***** Available data *****

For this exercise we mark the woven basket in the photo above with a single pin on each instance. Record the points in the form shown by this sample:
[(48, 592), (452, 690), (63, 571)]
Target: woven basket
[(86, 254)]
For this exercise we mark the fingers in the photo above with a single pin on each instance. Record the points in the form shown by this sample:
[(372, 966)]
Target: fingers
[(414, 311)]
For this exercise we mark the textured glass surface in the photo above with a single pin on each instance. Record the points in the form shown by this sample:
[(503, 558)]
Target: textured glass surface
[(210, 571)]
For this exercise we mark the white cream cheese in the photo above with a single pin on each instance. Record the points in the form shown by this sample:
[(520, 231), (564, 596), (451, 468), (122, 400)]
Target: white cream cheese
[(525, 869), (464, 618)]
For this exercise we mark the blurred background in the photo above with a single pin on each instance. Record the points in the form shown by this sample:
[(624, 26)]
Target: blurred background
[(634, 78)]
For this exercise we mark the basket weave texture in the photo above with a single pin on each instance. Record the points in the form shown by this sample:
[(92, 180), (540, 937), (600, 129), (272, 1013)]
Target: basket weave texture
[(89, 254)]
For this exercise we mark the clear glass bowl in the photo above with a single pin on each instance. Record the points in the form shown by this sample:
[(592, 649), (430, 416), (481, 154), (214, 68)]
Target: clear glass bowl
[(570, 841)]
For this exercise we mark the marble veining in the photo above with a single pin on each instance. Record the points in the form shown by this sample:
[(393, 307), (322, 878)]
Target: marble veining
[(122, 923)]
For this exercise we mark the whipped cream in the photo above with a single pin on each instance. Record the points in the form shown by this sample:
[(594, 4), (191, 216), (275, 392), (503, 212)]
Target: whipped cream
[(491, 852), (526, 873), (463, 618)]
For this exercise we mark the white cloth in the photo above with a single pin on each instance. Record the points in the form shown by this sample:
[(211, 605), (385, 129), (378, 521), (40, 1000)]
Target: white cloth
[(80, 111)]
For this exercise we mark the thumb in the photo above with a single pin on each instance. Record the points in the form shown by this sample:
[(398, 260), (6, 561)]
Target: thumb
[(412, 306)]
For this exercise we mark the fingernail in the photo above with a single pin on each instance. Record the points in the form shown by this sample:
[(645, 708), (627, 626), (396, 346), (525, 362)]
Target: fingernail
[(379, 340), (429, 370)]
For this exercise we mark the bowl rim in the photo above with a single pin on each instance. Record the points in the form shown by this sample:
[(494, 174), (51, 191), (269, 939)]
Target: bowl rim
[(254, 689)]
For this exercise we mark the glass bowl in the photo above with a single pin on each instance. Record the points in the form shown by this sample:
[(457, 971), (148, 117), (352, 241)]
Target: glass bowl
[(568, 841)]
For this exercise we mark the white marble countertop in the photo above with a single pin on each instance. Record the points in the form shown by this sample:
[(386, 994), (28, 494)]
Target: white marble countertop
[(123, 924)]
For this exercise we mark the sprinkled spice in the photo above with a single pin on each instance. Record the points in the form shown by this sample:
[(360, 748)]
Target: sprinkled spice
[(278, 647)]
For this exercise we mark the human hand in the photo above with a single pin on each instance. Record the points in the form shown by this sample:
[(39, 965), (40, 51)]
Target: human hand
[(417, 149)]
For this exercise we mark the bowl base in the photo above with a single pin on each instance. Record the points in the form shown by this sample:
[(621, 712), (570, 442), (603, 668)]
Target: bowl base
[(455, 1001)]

*****

Can you set down every line of the listing above again, word for word and in the same order?

For this exercise we mark the woven basket in the photo above with a single pin on each instance. Record the points in the form shown by this sample:
[(48, 592), (452, 690), (63, 571)]
Target: woven basket
[(86, 254)]
For this exercise we mark the fingers in the photo above with a single pin on each instance. Record the points in the form shown by this sample:
[(372, 966)]
Target: fingers
[(414, 311)]
For this exercise we mark the textured glass surface in the photo above with a single pin on each instance. Record the points in the form shown by this sample:
[(503, 558)]
Target: textured glass surface
[(210, 571)]
For this exercise we mark the white cream cheese in the photo above with a single pin on each instance. Record the points in the form shown by this sample:
[(520, 231), (564, 596), (451, 468), (122, 400)]
Target: white cream cheese
[(525, 869), (464, 618)]
For this exercise we mark the blurred background in the photo above with a single pin on each instance. Record the points in the form shown by this sample:
[(624, 26)]
Target: blurred background
[(634, 78)]
For this exercise we mark the basket weave texture in the photo above with a single pin on each instance. Record the points in the form shown by this sample:
[(92, 180), (540, 937), (600, 129), (272, 1013)]
Target: basket weave texture
[(89, 254)]
For this exercise we mark the clear glass bowl in the photo above with a single pin on each instance. Record the points in the form shown by this sample:
[(592, 649), (430, 416), (481, 154), (214, 68)]
Target: clear glass bowl
[(570, 841)]
For this exercise we mark the marble veining in the photo above with a single pin on each instance. Record the points in the form shown by this sample:
[(393, 307), (322, 878)]
Target: marble veining
[(122, 923)]
For this exercise we mark the whipped cream in the photo above with a single pin on each instance. Record the points in the form shown by this sample:
[(594, 4), (191, 216), (275, 392), (503, 212)]
Target: whipped cream
[(491, 852), (526, 873), (463, 618)]
For this exercise we mark the white cloth in the photo above with a single pin on each instance. Record the points in the form shown by this sample:
[(211, 605), (385, 129), (378, 521), (40, 1000)]
Target: white cloth
[(80, 111)]
For this exercise we mark the thumb in the photo above with a single pin on each instance. Record the points in the form shown by this sample:
[(398, 260), (6, 561)]
Target: thumb
[(412, 306)]
For this exercise we mark the fingernail in the photo above with a single pin on each instance. Record the points in the form shown by this sample:
[(645, 708), (627, 626), (396, 346), (525, 362)]
Target: fingernail
[(379, 340), (429, 370)]
For this exercise we mark the bowl rim in the photo above with a single pin on each instance. Record the points in the form shown by this sample:
[(494, 174), (51, 191), (269, 939)]
Target: bowl rim
[(254, 689)]
For this exercise we mark the glass bowl in the photo above with a single pin on each instance. Record the points in the form shown by this sample:
[(457, 971), (148, 117), (352, 241)]
Target: glass bowl
[(568, 841)]
For this exercise we mark the white marble countertop in the photo above with a single pin on each instance. Record the points in the form shown by this sample:
[(386, 994), (28, 494)]
Target: white marble countertop
[(123, 924)]
For this exercise we mark the sprinkled spice in the photo above with a single pin on each instance. Record the points in the form shown by this sample:
[(360, 748)]
Target: sprinkled spice
[(278, 647)]
For this exercise we mark the human hand in the photo above with a single pin on each instance. Record the points in the form shown by this sample:
[(39, 965), (40, 51)]
Target: human hand
[(417, 149)]
For this exercise we mark the bowl base in the photo above with a single pin on each instance. Record the points in the form shown by this sample:
[(621, 712), (570, 442), (603, 668)]
Target: bowl base
[(455, 1001)]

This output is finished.